--- Recorded data ---
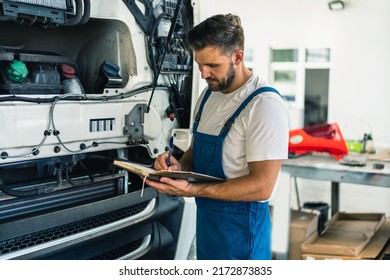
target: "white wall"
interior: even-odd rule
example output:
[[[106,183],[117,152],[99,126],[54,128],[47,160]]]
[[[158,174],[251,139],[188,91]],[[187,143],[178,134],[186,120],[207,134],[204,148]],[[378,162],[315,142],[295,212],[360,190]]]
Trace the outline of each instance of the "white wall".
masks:
[[[200,19],[241,17],[254,69],[267,80],[271,47],[330,47],[329,122],[345,138],[371,130],[378,147],[390,147],[390,1],[345,2],[330,11],[327,0],[199,1]]]
[[[241,17],[246,48],[254,50],[254,70],[266,80],[272,47],[331,48],[328,121],[337,122],[346,139],[371,132],[376,147],[390,147],[389,0],[348,0],[342,11],[330,11],[327,0],[198,2],[200,20],[216,13]],[[324,182],[298,183],[302,202],[330,202]],[[389,188],[342,184],[342,211],[390,216],[389,202]]]

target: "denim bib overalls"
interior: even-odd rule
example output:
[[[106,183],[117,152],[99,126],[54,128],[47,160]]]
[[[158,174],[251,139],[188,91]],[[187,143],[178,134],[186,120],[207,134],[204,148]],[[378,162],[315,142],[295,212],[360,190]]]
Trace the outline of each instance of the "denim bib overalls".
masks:
[[[235,118],[258,94],[278,91],[262,87],[254,91],[226,121],[219,135],[198,132],[208,89],[193,126],[194,172],[226,179],[222,167],[222,147]],[[271,259],[271,220],[268,202],[227,202],[196,198],[196,244],[198,260]]]

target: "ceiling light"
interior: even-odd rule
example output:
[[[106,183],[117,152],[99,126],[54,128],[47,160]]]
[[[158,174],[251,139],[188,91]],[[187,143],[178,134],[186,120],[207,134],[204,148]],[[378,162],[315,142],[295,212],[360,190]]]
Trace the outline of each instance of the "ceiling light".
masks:
[[[340,0],[329,1],[328,6],[331,11],[340,11],[344,9],[344,2]]]

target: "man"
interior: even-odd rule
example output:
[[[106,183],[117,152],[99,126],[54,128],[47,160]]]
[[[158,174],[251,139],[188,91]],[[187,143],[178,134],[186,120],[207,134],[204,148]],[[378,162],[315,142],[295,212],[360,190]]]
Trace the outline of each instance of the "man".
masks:
[[[244,65],[244,31],[235,15],[215,15],[188,33],[206,88],[193,144],[180,161],[160,155],[157,170],[192,170],[226,179],[189,183],[146,179],[158,191],[195,197],[197,259],[271,259],[268,200],[287,158],[289,119],[276,90]]]

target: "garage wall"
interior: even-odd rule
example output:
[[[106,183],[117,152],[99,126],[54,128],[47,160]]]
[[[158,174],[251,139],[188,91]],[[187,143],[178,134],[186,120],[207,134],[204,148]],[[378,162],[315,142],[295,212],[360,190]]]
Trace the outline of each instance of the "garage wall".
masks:
[[[327,0],[197,2],[198,20],[240,15],[246,49],[253,50],[251,67],[266,80],[272,47],[331,48],[328,121],[337,122],[346,139],[371,132],[377,148],[390,147],[390,1],[347,0],[342,11],[330,11]],[[298,185],[302,203],[330,203],[328,182],[298,180]],[[341,211],[390,216],[389,201],[389,188],[341,185]]]
[[[267,80],[271,47],[330,47],[328,121],[345,138],[371,132],[377,147],[390,147],[390,1],[347,0],[342,11],[330,11],[327,0],[198,2],[199,20],[229,12],[242,18],[253,69]]]

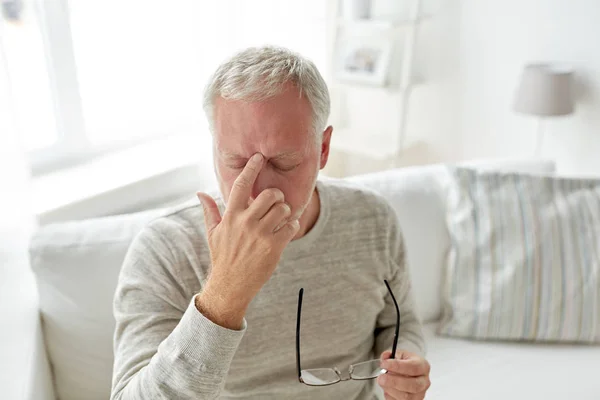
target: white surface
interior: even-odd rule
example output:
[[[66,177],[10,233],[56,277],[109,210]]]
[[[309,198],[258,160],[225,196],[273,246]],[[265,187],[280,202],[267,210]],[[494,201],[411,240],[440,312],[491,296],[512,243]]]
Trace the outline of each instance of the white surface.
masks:
[[[418,91],[421,84],[417,77],[412,77],[410,86],[403,89],[336,83],[335,90],[342,93],[340,97],[344,103],[339,110],[339,118],[343,122],[334,126],[331,138],[332,149],[348,154],[364,155],[374,160],[388,160],[394,156],[399,149],[398,132],[402,123],[400,103],[403,97],[410,97],[413,91]],[[373,104],[380,106],[370,107]],[[361,112],[351,112],[351,110],[361,110]],[[368,120],[364,119],[365,114],[369,115]],[[394,116],[394,119],[391,120],[390,116]],[[382,120],[388,121],[385,127],[377,127],[377,124],[373,123]],[[403,148],[406,149],[413,144],[414,139],[414,137],[407,137]]]
[[[400,21],[410,20],[410,6],[413,1],[389,1],[374,0],[373,18],[377,21],[397,19]],[[425,162],[456,161],[461,159],[461,143],[458,137],[457,96],[460,88],[457,86],[456,75],[461,68],[458,65],[458,34],[459,18],[457,1],[423,1],[422,12],[428,16],[426,21],[418,26],[418,38],[414,58],[413,80],[422,82],[415,87],[411,93],[410,107],[408,110],[405,148],[411,143],[421,142],[429,149],[428,155],[422,159],[412,160],[414,164]],[[384,29],[367,26],[361,30],[381,32]],[[377,26],[377,24],[375,24]],[[337,28],[337,24],[333,24]],[[361,26],[362,28],[362,26]],[[354,29],[354,28],[352,28]],[[408,26],[392,30],[392,34],[398,38],[397,50],[392,60],[391,86],[400,87],[400,72],[403,62],[403,45],[400,43],[405,38]],[[343,91],[342,91],[343,92]],[[379,90],[381,94],[368,93],[366,90],[352,90],[349,96],[335,93],[332,96],[332,109],[336,118],[332,118],[334,132],[333,142],[344,146],[345,138],[341,138],[341,130],[350,130],[362,133],[357,142],[357,148],[370,149],[375,144],[375,157],[379,154],[390,154],[397,133],[400,128],[401,116],[398,107],[398,97]],[[338,107],[343,108],[337,114]],[[383,145],[373,143],[372,136],[385,136]],[[339,140],[336,140],[339,139]],[[391,145],[390,145],[391,144]],[[382,150],[383,149],[383,150]],[[368,150],[369,157],[373,151]],[[430,156],[435,155],[435,160]],[[357,161],[356,166],[348,165],[344,154],[332,154],[332,162],[341,162],[344,159],[343,168],[336,172],[336,176],[365,173],[372,171],[370,160]],[[358,158],[355,156],[355,158]],[[412,155],[411,155],[412,158]],[[474,158],[471,156],[470,158]],[[365,162],[366,161],[366,162]],[[379,169],[379,168],[378,168]],[[346,170],[348,172],[346,172]]]
[[[406,7],[409,2],[380,3],[379,8],[387,8]],[[530,62],[568,63],[576,70],[576,111],[547,120],[541,156],[555,159],[560,174],[597,176],[600,53],[591,38],[600,35],[600,2],[425,1],[427,4],[436,9],[433,18],[419,26],[415,59],[415,69],[427,84],[412,94],[407,141],[426,143],[437,161],[530,157],[537,121],[511,109],[519,74]],[[387,12],[382,9],[378,15]],[[353,109],[355,122],[344,128],[360,131],[366,126],[368,135],[396,124],[397,114],[382,112],[390,107],[387,99],[359,100],[359,107]],[[360,167],[352,173],[364,172]]]
[[[2,237],[0,242],[12,244]],[[38,295],[26,257],[21,255],[0,254],[0,318],[0,397],[53,400]]]
[[[600,346],[475,342],[439,337],[425,326],[427,400],[600,398]]]
[[[33,180],[36,215],[44,215],[186,166],[212,172],[212,137],[194,133],[152,141]]]
[[[370,8],[374,9],[376,3],[370,4]],[[414,83],[415,73],[413,71],[415,70],[417,26],[422,17],[422,0],[409,0],[404,3],[409,4],[409,18],[412,21],[412,23],[406,25],[406,32],[398,32],[397,29],[381,30],[381,27],[385,26],[386,23],[380,22],[380,17],[377,14],[374,15],[371,21],[361,21],[359,24],[345,26],[349,29],[332,29],[328,31],[331,36],[329,41],[332,42],[330,57],[333,60],[331,64],[334,66],[333,76],[328,77],[329,81],[356,80],[375,86],[398,87],[401,89],[398,96],[386,93],[389,91],[382,89],[380,93],[384,94],[385,97],[371,97],[375,100],[374,102],[370,100],[370,96],[367,96],[365,92],[359,94],[350,89],[344,91],[343,96],[339,98],[340,101],[338,101],[338,98],[333,97],[332,108],[340,115],[341,125],[355,132],[361,132],[360,139],[364,143],[362,146],[358,144],[351,147],[346,146],[346,149],[351,148],[354,153],[362,153],[367,156],[375,154],[375,158],[378,159],[389,156],[389,149],[392,149],[391,155],[396,155],[404,147],[407,136],[407,118],[412,99],[412,92],[408,89]],[[344,2],[343,5],[348,8],[347,4],[348,2]],[[340,20],[336,5],[337,2],[334,2],[334,23]],[[392,10],[393,7],[390,8],[390,11]],[[348,10],[342,11],[347,13]],[[402,14],[397,14],[397,19],[402,19]],[[395,27],[396,24],[390,25],[390,28]],[[373,73],[356,71],[348,73],[346,71],[347,53],[353,52],[354,47],[378,49],[380,56],[377,59]],[[377,92],[371,91],[370,94],[375,93]],[[373,107],[375,104],[378,104],[379,107]],[[359,113],[358,110],[369,110],[369,113]],[[360,114],[369,114],[368,119],[361,118]],[[373,129],[374,122],[379,121],[386,121],[386,126]],[[361,123],[364,124],[365,122],[366,129],[360,126]],[[372,137],[374,133],[377,136],[376,139]],[[348,143],[345,139],[342,142]],[[379,149],[373,148],[372,143],[383,146],[383,149],[381,147]],[[366,151],[363,152],[363,149]]]
[[[3,34],[0,20],[0,39]],[[52,398],[27,242],[33,226],[29,176],[12,117],[0,43],[0,397]]]
[[[49,225],[34,237],[31,266],[60,399],[110,396],[119,271],[134,236],[159,213]]]
[[[548,118],[542,156],[561,174],[600,171],[600,36],[597,0],[464,0],[460,9],[461,68],[452,89],[460,126],[452,135],[462,157],[528,156],[535,147],[533,117],[511,106],[519,74],[530,62],[570,64],[576,71],[576,110]],[[454,79],[454,78],[453,78]],[[446,132],[447,133],[447,132]],[[441,137],[440,137],[441,139]]]

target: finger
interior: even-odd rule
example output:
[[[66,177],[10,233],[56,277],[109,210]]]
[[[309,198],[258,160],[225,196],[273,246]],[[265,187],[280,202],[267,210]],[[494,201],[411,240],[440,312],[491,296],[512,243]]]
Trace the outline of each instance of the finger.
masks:
[[[429,363],[420,357],[409,359],[387,359],[381,362],[381,368],[399,375],[421,376],[429,374]]]
[[[284,201],[283,192],[277,188],[268,188],[260,192],[248,208],[256,219],[263,218],[274,204]]]
[[[396,375],[393,372],[380,375],[377,383],[384,390],[397,390],[402,393],[423,393],[429,389],[431,382],[426,376],[403,376]]]
[[[387,360],[392,356],[392,351],[391,350],[386,350],[383,353],[381,353],[381,361],[383,360]],[[398,349],[396,351],[396,354],[394,355],[394,359],[396,360],[408,360],[410,358],[419,358],[418,355],[411,353],[409,351],[406,350],[400,350]]]
[[[265,232],[274,232],[279,230],[292,215],[292,209],[286,203],[279,202],[273,204],[269,212],[260,220],[261,227]]]
[[[256,181],[256,177],[258,177],[260,170],[262,169],[262,165],[262,154],[256,153],[250,157],[246,163],[246,166],[233,183],[231,193],[229,194],[229,204],[227,205],[228,210],[246,209],[248,205],[248,199],[252,194],[252,186],[254,186],[254,182]]]
[[[392,356],[392,352],[391,350],[386,350],[383,353],[381,353],[381,361],[383,360],[387,360],[388,358],[390,358]]]
[[[296,236],[300,230],[300,223],[297,219],[288,221],[277,232],[274,233],[275,238],[282,244],[287,245]]]
[[[207,195],[206,193],[196,193],[198,200],[202,203],[202,210],[204,214],[204,225],[206,226],[206,232],[211,232],[219,222],[221,222],[221,213],[215,200]]]
[[[394,389],[386,389],[384,392],[384,397],[386,400],[416,400],[417,397],[412,393],[402,393],[398,390]]]

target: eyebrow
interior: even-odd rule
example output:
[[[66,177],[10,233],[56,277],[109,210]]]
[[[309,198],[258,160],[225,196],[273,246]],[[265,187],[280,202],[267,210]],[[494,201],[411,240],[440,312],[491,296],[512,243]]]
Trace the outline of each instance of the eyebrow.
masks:
[[[219,152],[221,153],[221,156],[223,156],[223,158],[226,158],[228,160],[240,160],[240,159],[247,159],[247,158],[249,158],[249,157],[244,157],[244,156],[241,156],[239,154],[231,153],[231,152],[228,152],[228,151],[221,151],[221,150],[219,150]],[[293,151],[292,150],[292,151],[281,152],[281,153],[277,154],[274,157],[268,157],[268,159],[270,159],[270,160],[282,160],[282,159],[285,159],[285,158],[300,158],[301,156],[302,156],[301,152],[299,152],[299,151]]]

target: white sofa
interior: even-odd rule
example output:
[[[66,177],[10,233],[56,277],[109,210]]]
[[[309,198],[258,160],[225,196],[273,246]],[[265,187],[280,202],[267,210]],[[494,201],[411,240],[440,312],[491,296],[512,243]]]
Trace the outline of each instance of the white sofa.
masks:
[[[499,160],[475,165],[545,174],[555,169],[549,161]],[[437,179],[441,168],[410,167],[348,178],[382,193],[398,214],[432,365],[433,385],[427,398],[600,399],[600,347],[474,342],[436,336],[442,266],[450,245]],[[22,335],[30,341],[26,347],[29,353],[20,362],[26,369],[9,371],[8,364],[0,368],[19,377],[14,381],[29,385],[20,391],[21,398],[109,397],[112,296],[117,276],[131,239],[159,213],[153,210],[55,224],[37,232],[31,244],[31,263],[41,324],[34,307],[23,306],[25,317],[34,321],[28,326],[37,327],[36,332]]]

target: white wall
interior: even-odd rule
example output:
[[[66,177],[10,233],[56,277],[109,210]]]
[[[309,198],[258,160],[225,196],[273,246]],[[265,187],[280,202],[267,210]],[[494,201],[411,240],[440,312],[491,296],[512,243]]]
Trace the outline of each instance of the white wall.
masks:
[[[561,173],[600,174],[600,0],[440,0],[432,9],[419,32],[424,85],[411,100],[407,141],[417,144],[405,164],[533,157],[536,120],[511,110],[514,91],[524,64],[557,61],[576,70],[577,106],[547,121],[542,157]],[[344,175],[386,167],[341,158]]]
[[[531,156],[535,120],[511,111],[521,68],[568,62],[581,83],[576,113],[546,123],[542,156],[562,173],[600,173],[599,38],[598,0],[462,0],[461,157]]]
[[[393,0],[374,0],[374,18],[385,18],[391,13],[407,16],[408,2],[392,3]],[[411,2],[414,0],[410,0]],[[394,5],[396,4],[396,5]],[[398,5],[401,4],[401,5]],[[409,117],[405,136],[405,152],[402,165],[425,164],[460,159],[457,112],[459,76],[460,0],[422,0],[422,11],[434,17],[423,21],[418,28],[415,48],[414,74],[420,84],[411,93]],[[399,31],[397,41],[402,43],[406,31]],[[400,46],[399,49],[402,50]],[[396,81],[401,68],[401,51],[396,54],[390,67],[390,79]],[[352,114],[355,125],[344,128],[359,131],[361,135],[373,132],[392,135],[397,132],[397,115],[394,105],[383,104],[389,99],[385,95],[370,96],[368,99],[352,99]],[[345,99],[347,103],[348,100]],[[362,100],[362,102],[361,102]],[[338,98],[333,97],[332,106]],[[383,110],[387,110],[384,112]],[[391,112],[389,112],[391,110]],[[342,115],[344,113],[342,112]],[[377,117],[374,117],[377,116]],[[344,121],[347,123],[347,121]],[[345,132],[335,128],[334,140],[341,140]],[[337,136],[336,136],[337,135]],[[390,143],[393,143],[391,140]],[[357,154],[333,152],[327,173],[331,175],[353,175],[389,167],[388,160],[376,161]]]

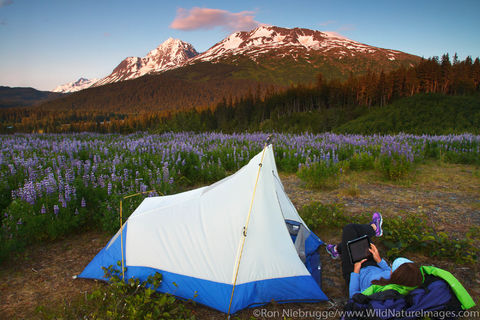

--- Exercise ---
Which lines in the listing above include the string "denim"? Copy each of them.

--- Task result ---
target: "denim bib overalls"
Trace the outline of each instance of the "denim bib overalls".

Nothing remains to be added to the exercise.